▶ [Work to be completed]: Nothing below is to be printed except the lines between the line holding "Task: indicate the red emergency" and the line holding "Target: ambulance wheel", inclusive, each exactly as it appears.

▶ [Task material]:
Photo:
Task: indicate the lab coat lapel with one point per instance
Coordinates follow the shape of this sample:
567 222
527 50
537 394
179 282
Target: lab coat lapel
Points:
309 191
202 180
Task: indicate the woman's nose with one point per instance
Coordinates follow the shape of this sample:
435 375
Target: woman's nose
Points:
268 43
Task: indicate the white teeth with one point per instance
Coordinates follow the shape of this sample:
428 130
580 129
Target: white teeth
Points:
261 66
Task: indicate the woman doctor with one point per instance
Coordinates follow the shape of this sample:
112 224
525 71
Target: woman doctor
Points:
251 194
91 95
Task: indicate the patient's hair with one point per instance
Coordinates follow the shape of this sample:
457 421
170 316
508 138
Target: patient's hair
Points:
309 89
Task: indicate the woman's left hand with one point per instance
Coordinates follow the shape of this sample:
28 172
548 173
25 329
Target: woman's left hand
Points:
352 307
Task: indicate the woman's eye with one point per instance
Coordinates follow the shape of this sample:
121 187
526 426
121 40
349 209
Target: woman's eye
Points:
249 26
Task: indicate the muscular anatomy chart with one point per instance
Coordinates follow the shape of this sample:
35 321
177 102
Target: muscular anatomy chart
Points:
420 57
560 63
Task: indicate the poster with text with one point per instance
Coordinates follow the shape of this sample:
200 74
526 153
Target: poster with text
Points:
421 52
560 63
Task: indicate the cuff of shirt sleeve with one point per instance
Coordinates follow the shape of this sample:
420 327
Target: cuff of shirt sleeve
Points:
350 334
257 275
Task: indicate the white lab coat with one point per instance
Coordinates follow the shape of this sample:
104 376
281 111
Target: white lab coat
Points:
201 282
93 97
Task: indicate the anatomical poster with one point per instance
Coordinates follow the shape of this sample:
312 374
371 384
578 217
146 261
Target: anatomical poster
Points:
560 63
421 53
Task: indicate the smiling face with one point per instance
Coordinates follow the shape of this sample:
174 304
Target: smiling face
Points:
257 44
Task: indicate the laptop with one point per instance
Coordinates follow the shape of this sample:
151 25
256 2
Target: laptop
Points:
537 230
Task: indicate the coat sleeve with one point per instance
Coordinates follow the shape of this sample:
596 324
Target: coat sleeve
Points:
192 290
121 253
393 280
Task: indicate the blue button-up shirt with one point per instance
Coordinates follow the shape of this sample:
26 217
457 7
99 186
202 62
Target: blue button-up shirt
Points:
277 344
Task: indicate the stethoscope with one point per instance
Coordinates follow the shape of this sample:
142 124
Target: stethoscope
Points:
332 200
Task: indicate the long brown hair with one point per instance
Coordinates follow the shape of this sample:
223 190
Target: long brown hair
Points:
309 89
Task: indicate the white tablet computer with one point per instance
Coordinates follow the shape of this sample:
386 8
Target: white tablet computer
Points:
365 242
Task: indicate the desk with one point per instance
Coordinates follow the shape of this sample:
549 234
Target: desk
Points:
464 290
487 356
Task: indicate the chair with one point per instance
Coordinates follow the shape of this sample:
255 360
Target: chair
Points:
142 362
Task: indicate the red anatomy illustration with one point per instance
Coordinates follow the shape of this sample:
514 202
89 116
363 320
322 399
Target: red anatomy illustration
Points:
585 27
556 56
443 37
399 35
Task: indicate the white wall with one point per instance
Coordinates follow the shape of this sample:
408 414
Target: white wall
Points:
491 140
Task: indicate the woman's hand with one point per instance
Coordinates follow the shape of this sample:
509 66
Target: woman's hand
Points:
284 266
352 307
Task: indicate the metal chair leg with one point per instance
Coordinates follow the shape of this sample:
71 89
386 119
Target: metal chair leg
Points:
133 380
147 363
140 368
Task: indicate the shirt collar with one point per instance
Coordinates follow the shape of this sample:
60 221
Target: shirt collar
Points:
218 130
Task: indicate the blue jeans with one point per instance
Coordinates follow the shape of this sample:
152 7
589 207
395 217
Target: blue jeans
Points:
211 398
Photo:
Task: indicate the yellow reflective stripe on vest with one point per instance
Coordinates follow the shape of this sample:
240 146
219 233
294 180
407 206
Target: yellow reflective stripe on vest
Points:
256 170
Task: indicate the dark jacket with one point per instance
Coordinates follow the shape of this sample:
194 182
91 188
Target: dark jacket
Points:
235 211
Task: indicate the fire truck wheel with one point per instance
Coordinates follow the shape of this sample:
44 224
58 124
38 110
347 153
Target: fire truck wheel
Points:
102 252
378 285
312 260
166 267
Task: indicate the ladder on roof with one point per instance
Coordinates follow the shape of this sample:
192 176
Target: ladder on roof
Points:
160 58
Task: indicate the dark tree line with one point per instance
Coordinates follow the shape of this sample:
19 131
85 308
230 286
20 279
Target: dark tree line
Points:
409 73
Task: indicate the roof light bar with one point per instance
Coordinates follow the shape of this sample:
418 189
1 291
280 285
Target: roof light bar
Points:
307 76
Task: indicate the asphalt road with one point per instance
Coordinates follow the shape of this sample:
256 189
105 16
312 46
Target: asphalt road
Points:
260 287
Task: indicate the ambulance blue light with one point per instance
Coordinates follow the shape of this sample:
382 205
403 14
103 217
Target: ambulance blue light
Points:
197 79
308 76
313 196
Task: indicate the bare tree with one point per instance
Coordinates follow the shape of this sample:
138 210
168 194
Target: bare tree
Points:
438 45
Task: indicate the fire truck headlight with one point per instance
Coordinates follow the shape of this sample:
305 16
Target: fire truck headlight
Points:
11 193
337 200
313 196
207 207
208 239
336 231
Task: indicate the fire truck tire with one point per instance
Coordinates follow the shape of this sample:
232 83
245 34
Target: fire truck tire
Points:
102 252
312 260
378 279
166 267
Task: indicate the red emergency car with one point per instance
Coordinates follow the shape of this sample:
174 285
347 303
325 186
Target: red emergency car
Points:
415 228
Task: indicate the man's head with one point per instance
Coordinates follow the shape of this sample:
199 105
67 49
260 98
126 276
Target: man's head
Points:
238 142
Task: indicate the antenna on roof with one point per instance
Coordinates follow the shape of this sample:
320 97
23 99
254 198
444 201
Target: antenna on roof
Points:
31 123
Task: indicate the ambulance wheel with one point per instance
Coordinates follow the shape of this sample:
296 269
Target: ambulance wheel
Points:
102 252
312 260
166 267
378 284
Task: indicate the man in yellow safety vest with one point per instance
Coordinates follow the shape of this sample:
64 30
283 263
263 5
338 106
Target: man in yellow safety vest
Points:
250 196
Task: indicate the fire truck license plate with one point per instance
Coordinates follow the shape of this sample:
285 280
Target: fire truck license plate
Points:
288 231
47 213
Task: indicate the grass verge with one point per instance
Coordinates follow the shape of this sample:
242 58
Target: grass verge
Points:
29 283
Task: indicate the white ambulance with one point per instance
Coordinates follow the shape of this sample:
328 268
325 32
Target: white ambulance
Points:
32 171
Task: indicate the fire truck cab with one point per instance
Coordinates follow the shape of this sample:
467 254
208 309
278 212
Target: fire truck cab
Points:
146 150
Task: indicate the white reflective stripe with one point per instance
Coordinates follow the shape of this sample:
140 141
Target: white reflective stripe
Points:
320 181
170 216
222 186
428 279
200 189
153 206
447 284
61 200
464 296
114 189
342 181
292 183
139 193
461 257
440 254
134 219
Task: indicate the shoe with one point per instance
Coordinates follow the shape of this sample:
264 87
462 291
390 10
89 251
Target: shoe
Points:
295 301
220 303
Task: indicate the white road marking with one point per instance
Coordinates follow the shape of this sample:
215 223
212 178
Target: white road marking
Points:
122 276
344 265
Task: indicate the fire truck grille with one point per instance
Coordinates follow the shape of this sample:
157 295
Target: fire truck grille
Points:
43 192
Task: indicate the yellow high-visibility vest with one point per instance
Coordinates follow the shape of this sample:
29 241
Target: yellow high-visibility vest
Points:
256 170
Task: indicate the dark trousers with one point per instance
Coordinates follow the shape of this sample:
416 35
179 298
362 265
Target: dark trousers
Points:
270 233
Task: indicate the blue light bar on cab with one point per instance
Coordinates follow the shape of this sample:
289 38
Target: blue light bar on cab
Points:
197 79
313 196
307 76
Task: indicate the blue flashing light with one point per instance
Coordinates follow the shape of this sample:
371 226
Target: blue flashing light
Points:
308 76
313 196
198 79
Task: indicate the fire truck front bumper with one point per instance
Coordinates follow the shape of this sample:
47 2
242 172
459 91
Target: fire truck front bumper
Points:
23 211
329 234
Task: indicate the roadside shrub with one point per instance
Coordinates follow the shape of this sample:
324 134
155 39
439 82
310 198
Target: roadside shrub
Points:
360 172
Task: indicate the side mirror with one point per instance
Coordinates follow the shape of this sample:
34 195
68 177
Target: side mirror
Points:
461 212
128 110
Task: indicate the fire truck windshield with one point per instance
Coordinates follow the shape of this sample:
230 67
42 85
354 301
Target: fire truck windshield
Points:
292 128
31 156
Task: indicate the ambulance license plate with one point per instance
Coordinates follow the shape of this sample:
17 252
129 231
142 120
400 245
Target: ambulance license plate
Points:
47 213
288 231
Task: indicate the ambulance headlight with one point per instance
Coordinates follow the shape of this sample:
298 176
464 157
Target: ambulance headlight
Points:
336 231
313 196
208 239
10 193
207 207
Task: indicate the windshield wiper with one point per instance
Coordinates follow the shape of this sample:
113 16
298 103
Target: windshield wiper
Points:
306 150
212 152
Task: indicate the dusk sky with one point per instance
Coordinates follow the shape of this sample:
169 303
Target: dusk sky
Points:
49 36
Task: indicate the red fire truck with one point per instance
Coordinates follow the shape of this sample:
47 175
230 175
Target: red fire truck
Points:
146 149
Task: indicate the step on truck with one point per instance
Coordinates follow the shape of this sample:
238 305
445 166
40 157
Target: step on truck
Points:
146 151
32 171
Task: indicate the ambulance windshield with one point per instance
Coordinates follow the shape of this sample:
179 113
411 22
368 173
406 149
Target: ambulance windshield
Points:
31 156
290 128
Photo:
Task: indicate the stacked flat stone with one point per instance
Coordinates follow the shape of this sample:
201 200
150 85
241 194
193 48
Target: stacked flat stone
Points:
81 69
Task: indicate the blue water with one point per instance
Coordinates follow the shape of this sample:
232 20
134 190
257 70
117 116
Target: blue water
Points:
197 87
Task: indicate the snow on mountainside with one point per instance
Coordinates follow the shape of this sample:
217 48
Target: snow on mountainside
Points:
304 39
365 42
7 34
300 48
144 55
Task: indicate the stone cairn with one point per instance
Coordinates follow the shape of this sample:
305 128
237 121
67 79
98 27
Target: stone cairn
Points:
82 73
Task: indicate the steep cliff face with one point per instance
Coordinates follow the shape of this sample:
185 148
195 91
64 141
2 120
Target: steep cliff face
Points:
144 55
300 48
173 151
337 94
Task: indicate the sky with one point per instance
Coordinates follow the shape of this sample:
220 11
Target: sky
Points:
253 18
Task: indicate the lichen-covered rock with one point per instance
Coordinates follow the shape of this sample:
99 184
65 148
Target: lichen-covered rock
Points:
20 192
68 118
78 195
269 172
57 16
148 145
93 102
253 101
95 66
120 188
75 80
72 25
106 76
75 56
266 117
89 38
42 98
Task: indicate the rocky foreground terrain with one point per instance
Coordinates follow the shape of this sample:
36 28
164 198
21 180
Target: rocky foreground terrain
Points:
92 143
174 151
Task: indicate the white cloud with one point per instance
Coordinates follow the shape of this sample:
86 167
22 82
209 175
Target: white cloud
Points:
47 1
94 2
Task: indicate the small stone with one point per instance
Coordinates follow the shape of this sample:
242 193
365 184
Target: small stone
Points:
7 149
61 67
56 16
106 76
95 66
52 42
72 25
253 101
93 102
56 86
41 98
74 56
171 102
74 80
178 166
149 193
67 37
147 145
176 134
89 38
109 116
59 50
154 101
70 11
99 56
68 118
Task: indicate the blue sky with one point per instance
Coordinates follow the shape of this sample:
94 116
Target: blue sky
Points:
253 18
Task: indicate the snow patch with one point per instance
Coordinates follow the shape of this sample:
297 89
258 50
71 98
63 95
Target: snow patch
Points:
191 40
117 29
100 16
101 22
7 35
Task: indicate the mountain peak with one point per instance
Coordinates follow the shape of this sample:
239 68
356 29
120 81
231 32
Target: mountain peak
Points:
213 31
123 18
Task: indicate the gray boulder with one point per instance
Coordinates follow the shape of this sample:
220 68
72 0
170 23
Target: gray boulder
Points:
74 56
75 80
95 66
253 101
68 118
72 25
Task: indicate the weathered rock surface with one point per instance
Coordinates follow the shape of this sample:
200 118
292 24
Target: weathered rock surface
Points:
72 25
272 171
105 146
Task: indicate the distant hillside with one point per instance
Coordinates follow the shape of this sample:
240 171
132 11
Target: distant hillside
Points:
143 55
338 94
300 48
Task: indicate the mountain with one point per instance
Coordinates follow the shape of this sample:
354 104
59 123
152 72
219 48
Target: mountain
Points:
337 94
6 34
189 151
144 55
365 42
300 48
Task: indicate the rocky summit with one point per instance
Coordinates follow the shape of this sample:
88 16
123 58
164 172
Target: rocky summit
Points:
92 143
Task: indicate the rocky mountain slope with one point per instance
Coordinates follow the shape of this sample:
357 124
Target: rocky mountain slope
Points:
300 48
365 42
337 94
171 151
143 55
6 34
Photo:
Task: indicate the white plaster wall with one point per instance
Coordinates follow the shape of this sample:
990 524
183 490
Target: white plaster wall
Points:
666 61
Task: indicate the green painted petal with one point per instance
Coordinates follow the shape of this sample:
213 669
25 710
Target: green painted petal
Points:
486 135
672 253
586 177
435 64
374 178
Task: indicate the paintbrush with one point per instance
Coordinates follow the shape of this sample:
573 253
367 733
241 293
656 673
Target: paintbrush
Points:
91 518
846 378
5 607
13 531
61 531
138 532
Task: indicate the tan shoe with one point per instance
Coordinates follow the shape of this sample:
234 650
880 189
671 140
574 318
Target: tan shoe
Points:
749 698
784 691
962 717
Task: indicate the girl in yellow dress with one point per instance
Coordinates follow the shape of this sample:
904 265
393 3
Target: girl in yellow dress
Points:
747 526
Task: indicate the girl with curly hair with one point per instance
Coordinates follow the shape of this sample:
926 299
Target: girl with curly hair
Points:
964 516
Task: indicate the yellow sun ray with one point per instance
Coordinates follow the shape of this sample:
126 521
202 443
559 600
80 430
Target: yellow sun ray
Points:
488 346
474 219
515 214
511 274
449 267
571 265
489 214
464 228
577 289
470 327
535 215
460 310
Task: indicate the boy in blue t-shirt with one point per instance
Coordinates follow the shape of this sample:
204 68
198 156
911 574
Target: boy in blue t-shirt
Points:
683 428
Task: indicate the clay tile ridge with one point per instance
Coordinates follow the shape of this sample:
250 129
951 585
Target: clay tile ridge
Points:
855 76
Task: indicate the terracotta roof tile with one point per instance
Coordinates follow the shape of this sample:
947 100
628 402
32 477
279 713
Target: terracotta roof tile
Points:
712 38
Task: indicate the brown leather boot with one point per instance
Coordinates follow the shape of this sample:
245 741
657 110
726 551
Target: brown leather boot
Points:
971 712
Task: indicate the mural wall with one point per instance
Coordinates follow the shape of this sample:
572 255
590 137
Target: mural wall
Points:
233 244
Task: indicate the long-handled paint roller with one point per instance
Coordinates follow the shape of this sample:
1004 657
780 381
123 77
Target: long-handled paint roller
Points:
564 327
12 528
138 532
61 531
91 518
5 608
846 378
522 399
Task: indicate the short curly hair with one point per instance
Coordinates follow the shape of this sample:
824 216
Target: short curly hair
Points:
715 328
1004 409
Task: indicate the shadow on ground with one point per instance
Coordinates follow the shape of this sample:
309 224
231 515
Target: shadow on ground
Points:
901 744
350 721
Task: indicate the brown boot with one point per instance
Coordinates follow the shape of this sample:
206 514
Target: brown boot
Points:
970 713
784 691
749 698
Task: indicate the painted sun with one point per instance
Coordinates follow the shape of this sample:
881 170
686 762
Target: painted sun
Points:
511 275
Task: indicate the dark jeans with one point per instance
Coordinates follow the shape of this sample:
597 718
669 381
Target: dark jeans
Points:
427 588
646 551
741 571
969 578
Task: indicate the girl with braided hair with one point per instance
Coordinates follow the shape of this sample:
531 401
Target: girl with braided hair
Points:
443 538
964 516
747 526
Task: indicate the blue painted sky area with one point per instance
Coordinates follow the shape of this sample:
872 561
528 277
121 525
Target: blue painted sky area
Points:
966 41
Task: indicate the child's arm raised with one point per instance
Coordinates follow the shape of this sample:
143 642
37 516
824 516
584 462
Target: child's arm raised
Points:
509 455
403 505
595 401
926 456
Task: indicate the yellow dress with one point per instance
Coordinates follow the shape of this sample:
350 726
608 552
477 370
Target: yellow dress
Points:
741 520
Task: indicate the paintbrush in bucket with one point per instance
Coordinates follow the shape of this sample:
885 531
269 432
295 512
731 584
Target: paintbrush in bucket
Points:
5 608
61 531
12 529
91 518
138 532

▶ [Exercise solution]:
Task: indicate the red emergency car with one point per instance
Coordinates follow the shape of this sample:
174 285
347 303
325 186
Target: red emergency car
Points:
415 228
Task: indicate the man's head with one point per instance
Coordinates follow the shape of this sample:
199 105
67 49
260 98
126 276
Target: man's head
Points:
238 142
Task: indicate the antenna on roof with one point per instance
Coordinates follow the shape of this sample:
320 97
23 99
254 198
444 201
Target: antenna on roof
Points:
31 123
Task: indicate the ambulance wheel with one point per instance
Coordinates follow the shape of this sample:
296 269
Target: ambulance wheel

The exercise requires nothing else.